• [What is asked]
Rewrite the items between the line holding "Exercise. Mark every instance of the golden" and the end of the items, inclusive, keeping the requests and their sample coordinates unchanged. Multiply every point coordinate in the answers by 2.55 and round to whole numbers, with halves rounded up.

• [Records to use]
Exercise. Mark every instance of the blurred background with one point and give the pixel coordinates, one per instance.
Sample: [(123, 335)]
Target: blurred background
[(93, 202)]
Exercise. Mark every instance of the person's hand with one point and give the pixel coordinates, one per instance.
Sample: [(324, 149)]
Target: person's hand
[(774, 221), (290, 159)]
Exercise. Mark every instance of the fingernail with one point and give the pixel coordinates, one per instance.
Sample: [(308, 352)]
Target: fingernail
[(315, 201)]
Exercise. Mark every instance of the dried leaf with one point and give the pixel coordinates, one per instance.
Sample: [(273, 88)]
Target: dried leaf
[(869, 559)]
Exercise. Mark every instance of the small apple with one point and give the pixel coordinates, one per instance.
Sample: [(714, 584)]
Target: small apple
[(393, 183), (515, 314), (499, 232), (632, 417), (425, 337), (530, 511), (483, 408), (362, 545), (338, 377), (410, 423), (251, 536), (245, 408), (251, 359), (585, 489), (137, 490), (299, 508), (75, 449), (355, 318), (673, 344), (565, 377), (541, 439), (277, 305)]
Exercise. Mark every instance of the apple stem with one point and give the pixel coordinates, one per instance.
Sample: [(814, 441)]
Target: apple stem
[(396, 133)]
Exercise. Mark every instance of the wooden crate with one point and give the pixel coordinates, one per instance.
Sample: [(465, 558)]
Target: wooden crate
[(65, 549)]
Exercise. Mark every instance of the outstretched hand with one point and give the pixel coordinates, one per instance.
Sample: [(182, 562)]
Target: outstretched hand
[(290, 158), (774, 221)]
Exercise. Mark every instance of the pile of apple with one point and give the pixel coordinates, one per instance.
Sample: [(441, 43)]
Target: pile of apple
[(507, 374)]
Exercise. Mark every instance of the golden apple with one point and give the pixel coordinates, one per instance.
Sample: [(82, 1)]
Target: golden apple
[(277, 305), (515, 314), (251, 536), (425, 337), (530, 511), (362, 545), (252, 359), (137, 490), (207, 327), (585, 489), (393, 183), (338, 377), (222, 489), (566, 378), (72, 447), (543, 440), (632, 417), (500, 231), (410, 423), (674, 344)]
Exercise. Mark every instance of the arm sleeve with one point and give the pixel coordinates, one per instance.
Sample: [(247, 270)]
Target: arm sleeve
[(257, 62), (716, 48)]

• [Response]
Exercise. Mark every instance of the golden apple with one point and give the pixel coordinates, one per instance.
Sample: [(82, 1)]
Target: golden apple
[(706, 778), (1313, 801), (640, 1367), (1084, 859), (1352, 1303), (923, 1390), (643, 915), (349, 1250), (528, 834), (1492, 1247), (1002, 467), (862, 961), (566, 1247), (1443, 964), (184, 1140), (1385, 1122), (1612, 1063), (1275, 589), (1046, 1079), (1719, 877)]
Exercise. Mark every instance of the arm sleeve with one point and give the pixel coordinates, one per instance.
Sample: [(247, 270)]
Target: arm sleeve
[(655, 158), (1826, 122)]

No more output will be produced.